#### Prompt
Copy, from the material below, each line where "sign" shows up.

#### Records provided

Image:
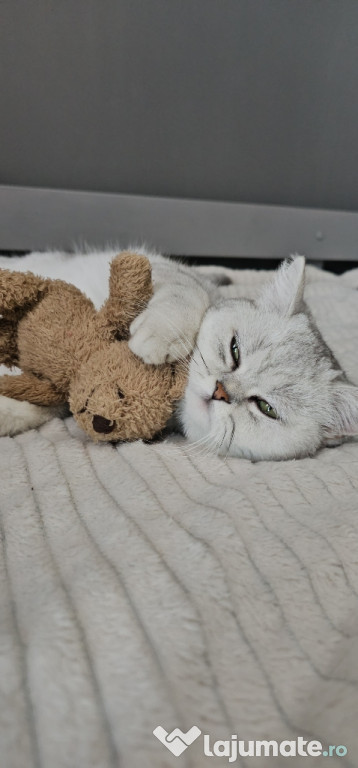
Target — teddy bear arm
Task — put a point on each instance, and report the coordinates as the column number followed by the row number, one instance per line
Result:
column 130, row 288
column 26, row 386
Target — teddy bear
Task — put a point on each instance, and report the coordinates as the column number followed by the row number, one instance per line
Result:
column 70, row 353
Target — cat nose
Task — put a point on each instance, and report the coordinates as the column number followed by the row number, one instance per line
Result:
column 220, row 393
column 100, row 424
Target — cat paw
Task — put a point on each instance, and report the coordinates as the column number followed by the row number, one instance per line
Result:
column 156, row 342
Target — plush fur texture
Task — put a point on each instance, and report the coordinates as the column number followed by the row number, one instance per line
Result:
column 292, row 369
column 69, row 352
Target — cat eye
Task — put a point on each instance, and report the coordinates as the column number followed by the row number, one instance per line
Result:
column 235, row 352
column 266, row 408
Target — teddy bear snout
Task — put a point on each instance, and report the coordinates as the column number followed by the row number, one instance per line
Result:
column 101, row 424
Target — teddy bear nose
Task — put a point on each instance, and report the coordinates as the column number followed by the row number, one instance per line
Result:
column 100, row 424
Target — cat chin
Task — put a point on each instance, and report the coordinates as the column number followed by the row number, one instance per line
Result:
column 195, row 416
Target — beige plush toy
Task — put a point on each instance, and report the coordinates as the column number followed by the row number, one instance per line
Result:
column 70, row 353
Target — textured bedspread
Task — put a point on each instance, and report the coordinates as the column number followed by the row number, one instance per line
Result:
column 146, row 585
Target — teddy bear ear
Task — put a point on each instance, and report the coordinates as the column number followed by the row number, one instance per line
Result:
column 130, row 288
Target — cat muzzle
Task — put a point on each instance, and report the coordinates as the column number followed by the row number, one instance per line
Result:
column 220, row 393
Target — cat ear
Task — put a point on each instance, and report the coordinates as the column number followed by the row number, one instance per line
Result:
column 284, row 294
column 343, row 417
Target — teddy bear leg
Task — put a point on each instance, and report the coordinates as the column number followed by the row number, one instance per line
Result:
column 8, row 342
column 30, row 388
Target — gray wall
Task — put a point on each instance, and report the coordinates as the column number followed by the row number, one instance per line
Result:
column 242, row 100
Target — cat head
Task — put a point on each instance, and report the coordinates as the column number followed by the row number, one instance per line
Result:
column 262, row 383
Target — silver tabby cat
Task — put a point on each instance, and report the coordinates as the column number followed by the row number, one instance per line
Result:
column 262, row 382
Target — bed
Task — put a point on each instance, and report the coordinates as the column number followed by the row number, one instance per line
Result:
column 151, row 585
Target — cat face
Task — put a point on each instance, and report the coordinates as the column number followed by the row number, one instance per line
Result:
column 262, row 383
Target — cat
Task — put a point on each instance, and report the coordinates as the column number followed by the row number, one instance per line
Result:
column 262, row 383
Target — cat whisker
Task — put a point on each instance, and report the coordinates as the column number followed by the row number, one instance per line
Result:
column 231, row 436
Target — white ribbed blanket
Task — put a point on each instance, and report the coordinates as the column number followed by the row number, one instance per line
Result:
column 146, row 585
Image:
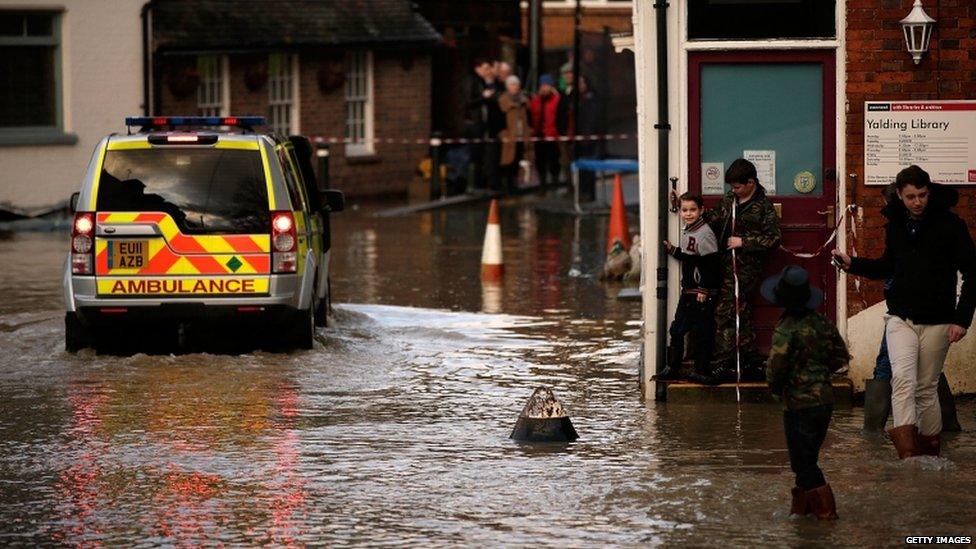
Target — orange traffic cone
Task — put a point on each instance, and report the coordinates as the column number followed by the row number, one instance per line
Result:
column 619, row 231
column 492, row 267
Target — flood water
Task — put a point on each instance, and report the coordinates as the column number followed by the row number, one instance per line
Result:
column 394, row 429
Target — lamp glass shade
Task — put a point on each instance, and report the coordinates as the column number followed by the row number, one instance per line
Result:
column 917, row 27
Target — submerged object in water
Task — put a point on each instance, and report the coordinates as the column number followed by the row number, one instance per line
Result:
column 544, row 420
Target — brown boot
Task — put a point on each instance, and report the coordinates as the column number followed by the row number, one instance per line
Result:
column 821, row 501
column 928, row 445
column 800, row 507
column 903, row 438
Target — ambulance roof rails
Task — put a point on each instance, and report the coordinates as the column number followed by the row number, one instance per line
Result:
column 150, row 123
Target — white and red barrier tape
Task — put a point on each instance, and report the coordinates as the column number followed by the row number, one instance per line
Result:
column 838, row 225
column 437, row 141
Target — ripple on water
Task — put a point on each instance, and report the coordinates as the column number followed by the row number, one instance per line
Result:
column 394, row 429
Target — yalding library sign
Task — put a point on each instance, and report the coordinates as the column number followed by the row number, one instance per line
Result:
column 938, row 136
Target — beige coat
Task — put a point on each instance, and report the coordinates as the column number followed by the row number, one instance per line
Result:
column 516, row 111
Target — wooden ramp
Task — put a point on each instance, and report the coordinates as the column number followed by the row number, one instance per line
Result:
column 684, row 392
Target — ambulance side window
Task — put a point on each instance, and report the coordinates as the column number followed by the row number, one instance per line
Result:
column 292, row 181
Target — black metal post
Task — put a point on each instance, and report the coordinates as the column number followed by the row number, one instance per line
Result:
column 663, row 128
column 322, row 153
column 535, row 45
column 577, row 38
column 435, row 166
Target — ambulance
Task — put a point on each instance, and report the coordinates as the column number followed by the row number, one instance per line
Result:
column 189, row 221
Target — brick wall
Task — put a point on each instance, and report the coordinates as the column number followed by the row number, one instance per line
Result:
column 401, row 89
column 880, row 69
column 557, row 24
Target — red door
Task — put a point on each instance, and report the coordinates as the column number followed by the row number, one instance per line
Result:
column 778, row 109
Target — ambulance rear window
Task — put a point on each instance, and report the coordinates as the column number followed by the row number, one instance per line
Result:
column 204, row 190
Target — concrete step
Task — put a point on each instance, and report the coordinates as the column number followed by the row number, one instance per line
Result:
column 684, row 392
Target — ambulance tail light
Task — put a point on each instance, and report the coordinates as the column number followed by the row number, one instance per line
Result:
column 284, row 242
column 82, row 243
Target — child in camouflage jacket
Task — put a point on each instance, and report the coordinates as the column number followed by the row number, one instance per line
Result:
column 806, row 350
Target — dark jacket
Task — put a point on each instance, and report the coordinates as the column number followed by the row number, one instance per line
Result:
column 477, row 107
column 924, row 267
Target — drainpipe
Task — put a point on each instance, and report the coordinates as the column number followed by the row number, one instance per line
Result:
column 663, row 128
column 535, row 44
column 146, row 15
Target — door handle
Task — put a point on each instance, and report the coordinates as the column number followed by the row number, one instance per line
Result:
column 830, row 212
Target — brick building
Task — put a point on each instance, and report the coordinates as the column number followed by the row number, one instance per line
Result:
column 789, row 84
column 359, row 72
column 70, row 73
column 471, row 29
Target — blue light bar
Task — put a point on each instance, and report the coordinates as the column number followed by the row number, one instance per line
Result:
column 148, row 122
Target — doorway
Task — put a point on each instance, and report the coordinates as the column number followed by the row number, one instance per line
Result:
column 777, row 109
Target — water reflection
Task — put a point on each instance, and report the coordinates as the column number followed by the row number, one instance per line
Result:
column 167, row 450
column 394, row 429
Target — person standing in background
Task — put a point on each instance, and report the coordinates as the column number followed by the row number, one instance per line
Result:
column 478, row 95
column 544, row 109
column 516, row 138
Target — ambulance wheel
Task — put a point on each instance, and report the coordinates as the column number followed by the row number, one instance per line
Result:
column 303, row 329
column 324, row 306
column 76, row 335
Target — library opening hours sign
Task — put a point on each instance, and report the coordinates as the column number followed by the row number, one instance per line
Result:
column 938, row 136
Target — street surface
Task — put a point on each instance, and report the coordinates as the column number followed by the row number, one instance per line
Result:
column 394, row 429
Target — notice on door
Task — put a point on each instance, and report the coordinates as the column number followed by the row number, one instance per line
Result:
column 765, row 162
column 713, row 178
column 938, row 136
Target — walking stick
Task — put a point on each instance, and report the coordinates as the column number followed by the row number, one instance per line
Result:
column 735, row 281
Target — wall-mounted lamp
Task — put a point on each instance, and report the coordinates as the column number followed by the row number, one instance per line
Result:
column 918, row 31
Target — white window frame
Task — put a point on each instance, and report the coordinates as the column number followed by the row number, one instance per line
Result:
column 359, row 104
column 213, row 91
column 42, row 134
column 283, row 93
column 571, row 4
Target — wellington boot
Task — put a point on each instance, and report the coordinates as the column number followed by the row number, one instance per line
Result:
column 672, row 369
column 877, row 404
column 904, row 438
column 950, row 422
column 928, row 445
column 724, row 373
column 822, row 504
column 799, row 506
column 703, row 377
column 668, row 374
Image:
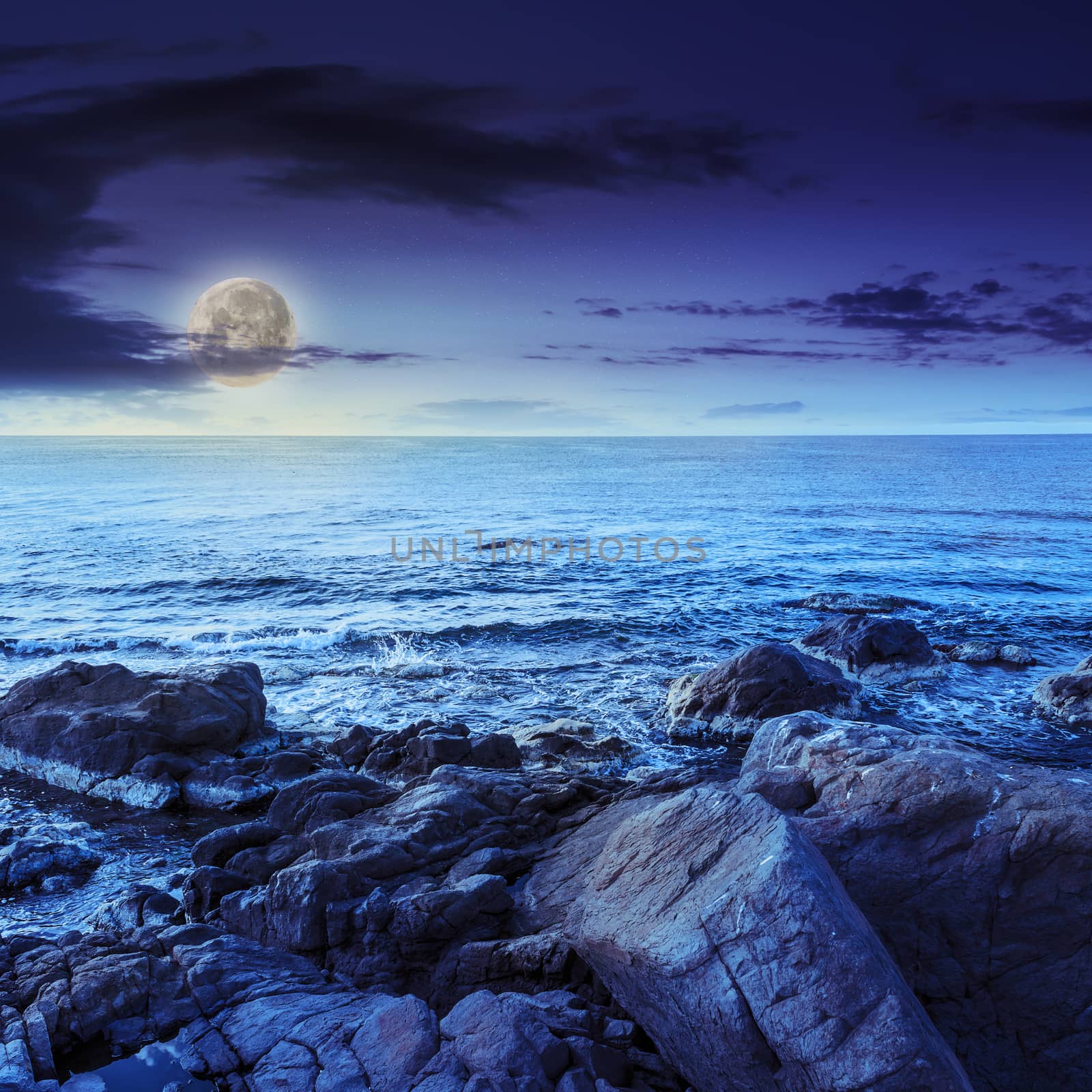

#### Task solution
Target — yalding library sign
Target — library opening hours sign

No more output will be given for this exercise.